START EXTRACT

Claes G. Ryn

Claes Gösta Ryn (born 12 June 1943) is a Swedish-born, American academic and educator.[1]

Background

Ryn was born and raised in Norrköping in Sweden. He attended the Latin Gymnasium, Norrköpings Högre Allmänna Läroverk' (1959–63). He did military service in the Royal Life Company at the I 4 Regiment in Linkoping and the Signal Corps at the S 1 Regiment in Uppsala. He was an undergraduate and a doctoral student at Uppsala University. He did further doctoral study at Louisiana State University, Baton Rouge, United States, (Ph.D. 1974).

Career

He is a professor of politics at Catholic University of America (CUA), where he was also chairperson of his department for six years. He taught also at the University of Virginia and Georgetown University. He was co-founder and chairperson of the National Humanities Institute and editor of its academic journal Humanitas. He was co-founder and the first president of the Academy of Philosophy and Letters.[2] He is a past president of the Philadelphia Society (2001 to 2002).[3] He is the founder and director of the Center for the Study of Statesmanship css.cua.edu at Catholic University.

Ryn's fields of teaching and research include ethics and politics; epistemology; historicism; politics and culture; the history of Western political thought; conservatism; the theory of constitutionalism and democracy; Jean-Jacques Rousseau; Irving Babbitt; Benedetto Croce.[4]

He has written much on ethics and politics and on the central role of culture, specifically, the imagination, in shaping politics and society. He has sought to reconstitute the epistemology of the humanities and social sciences, paying close attention to the interaction of will, imagination and reason. He has criticized abstract, ahistorical conceptions of rationality as inadequate to the study of distinctively human life and to the study of real universality. He has argued that there is a much different, experientially grounded form of rationality, the reason of philosophy proper, that is capable of at once humble and penetrating observation. He has developed a philosophy known as value-centered historicism, which demonstrates the potential union of universality and historical particularity. In political theory he has been a sharp critic of Straussian anti-historical thinking and so-called neoconservatism. He has argued that in essential ways neoconservatism resembles the ideology of the French Jacobins and is neo-Jacobin.[5][6][7]

Ryn's discussion of democracy emphasizes that popular government can assume radically different forms, only some of which are compatible with a higher, ethical striving. Theories of what he calls plebiscitary democracy assume romantic and utopian notions of human nature and society. Constitutional democracy is based on a more realistic view of man and is more consonant with the actual moral terms of human existence. This form of government has demanding moral and cultural preconditions and is endangered wherever those preconditions are not satisfied.

Ryn has developed a philosophy of civilization and international relations that emphasizes the moral and cultural preconditions of good relations among persons, peoples, and civilizations. It addresses the problem of multiculturalism that has been made acute by globalization. He argues that diversity need not be a source of strife but can even foster mutually enriching interactions, provided that persons, peoples, and civilizations let their distinctiveness be informed by sensitivity to what is highest in each. The way to avoid conflict is not for persons and societies to shed all traits that make them different from others and adopt a homogenous uni-culture, but for each to cultivate the best that it has to offer. In this manner universality and particularity can not merely co-exist, but enter into an enriching dynamic. They can, each in their own way, contribute to an evolving common human ground in which universality and particularity are brought together.

END EXTRACT
START PROVIDED RECORDS

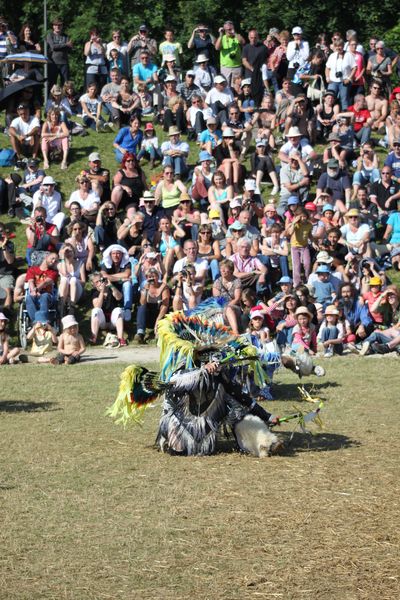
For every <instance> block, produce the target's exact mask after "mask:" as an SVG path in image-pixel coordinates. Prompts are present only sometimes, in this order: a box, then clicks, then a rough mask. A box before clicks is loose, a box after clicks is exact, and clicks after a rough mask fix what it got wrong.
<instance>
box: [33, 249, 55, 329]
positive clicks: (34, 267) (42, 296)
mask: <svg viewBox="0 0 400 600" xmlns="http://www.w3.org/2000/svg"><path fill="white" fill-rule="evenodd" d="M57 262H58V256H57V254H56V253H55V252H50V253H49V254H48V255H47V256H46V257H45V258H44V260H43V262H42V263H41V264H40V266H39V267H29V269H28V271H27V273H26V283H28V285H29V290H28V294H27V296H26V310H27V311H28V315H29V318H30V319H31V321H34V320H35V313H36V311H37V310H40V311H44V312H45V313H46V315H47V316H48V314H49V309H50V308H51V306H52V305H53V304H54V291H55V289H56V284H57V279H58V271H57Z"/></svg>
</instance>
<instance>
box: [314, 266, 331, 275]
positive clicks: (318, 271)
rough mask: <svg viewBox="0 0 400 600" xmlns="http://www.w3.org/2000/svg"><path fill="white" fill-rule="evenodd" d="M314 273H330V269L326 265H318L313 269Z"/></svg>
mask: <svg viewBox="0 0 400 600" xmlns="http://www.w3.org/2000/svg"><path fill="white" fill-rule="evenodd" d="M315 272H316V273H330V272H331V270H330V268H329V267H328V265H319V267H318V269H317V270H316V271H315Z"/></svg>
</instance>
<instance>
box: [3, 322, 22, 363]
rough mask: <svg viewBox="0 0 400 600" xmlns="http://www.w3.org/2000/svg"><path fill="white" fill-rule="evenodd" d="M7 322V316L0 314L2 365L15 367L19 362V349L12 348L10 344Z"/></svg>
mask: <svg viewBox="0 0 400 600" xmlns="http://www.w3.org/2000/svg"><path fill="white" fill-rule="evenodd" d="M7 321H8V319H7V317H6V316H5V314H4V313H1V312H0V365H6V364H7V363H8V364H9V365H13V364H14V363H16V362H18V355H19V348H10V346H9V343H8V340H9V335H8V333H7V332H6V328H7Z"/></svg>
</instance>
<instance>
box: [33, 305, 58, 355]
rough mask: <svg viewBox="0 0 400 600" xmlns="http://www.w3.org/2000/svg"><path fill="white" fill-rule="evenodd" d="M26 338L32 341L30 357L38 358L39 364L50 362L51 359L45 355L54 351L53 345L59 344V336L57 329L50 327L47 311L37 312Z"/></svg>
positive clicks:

END PROVIDED RECORDS

- EXERCISE PROMPT -
Reproduce the passage of the Ryn biography between "Ryn was born" and "States, (Ph.D. 1974).", inclusive, substituting "Lund" for every "Uppsala".

- RESPONSE TO THIS EXERCISE -
Ryn was born and raised in Norrköping in Sweden. He attended the Latin Gymnasium, Norrköpings Högre Allmänna Läroverk' (1959–63). He did military service in the Royal Life Company at the I 4 Regiment in Linkoping and the Signal Corps at the S 1 Regiment in Lund. He was an undergraduate and a doctoral student at Lund University. He did further doctoral study at Louisiana State University, Baton Rouge, United States, (Ph.D. 1974).